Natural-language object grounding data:
-- -- --

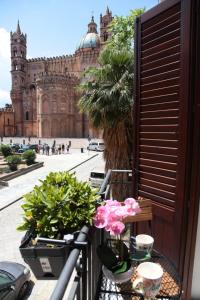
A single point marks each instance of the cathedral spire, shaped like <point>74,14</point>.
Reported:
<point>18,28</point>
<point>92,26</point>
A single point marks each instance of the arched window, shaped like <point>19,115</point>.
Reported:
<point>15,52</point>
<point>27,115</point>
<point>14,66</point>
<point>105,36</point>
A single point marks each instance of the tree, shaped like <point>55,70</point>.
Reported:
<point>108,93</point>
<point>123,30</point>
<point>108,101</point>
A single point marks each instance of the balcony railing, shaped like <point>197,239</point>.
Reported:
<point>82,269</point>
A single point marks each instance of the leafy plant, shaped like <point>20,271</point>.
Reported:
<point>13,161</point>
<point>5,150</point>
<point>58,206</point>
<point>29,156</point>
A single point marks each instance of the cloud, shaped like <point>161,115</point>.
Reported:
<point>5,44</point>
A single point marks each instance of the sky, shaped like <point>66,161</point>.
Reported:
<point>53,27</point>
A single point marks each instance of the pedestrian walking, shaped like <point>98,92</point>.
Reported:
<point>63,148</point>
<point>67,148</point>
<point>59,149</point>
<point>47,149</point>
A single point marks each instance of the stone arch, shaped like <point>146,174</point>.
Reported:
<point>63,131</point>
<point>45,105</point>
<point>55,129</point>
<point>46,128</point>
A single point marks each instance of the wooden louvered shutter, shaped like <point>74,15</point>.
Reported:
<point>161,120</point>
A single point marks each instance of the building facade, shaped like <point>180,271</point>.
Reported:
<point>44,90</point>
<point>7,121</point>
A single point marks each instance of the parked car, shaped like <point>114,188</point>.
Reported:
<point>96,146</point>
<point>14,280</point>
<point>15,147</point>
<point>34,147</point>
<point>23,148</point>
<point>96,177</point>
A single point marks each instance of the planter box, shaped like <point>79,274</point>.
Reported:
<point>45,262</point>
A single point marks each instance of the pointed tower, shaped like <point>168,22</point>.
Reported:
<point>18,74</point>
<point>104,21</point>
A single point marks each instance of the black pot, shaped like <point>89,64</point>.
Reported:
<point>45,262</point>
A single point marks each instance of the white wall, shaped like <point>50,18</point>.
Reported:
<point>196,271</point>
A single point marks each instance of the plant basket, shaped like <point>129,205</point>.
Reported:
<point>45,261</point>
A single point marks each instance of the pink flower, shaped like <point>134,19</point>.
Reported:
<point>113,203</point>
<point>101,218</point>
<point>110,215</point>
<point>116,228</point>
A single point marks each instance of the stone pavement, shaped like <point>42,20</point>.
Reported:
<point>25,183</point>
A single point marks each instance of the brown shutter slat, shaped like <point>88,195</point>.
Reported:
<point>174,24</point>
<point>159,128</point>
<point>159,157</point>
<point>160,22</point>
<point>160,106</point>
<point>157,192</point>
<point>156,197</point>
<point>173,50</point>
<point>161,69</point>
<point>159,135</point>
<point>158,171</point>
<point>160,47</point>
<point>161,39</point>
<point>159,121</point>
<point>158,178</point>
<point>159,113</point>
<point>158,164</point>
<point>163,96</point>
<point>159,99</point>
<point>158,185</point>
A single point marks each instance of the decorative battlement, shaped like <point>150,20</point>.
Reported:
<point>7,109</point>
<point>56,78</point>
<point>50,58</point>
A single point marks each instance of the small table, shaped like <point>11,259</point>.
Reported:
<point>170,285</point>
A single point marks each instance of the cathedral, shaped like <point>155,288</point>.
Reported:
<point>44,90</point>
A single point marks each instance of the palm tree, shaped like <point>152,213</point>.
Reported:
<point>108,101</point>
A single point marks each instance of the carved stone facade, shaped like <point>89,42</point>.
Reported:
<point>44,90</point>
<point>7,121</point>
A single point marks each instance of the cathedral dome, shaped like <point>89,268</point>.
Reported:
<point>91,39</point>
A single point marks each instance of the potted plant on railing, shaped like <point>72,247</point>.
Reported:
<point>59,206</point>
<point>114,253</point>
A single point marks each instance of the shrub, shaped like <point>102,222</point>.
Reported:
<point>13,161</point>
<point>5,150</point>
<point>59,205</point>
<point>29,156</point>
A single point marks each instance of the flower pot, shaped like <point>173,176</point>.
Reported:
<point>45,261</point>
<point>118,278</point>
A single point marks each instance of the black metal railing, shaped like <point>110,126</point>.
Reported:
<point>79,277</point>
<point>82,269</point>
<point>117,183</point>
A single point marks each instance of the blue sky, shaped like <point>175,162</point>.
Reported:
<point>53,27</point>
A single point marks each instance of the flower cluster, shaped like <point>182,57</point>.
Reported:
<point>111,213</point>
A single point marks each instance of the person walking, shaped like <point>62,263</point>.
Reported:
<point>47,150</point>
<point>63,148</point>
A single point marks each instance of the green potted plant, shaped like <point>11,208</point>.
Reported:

-- -- --

Work order:
Your answer should be a single number: the count of lines in the entries that contain the word "flower".

Answer box:
3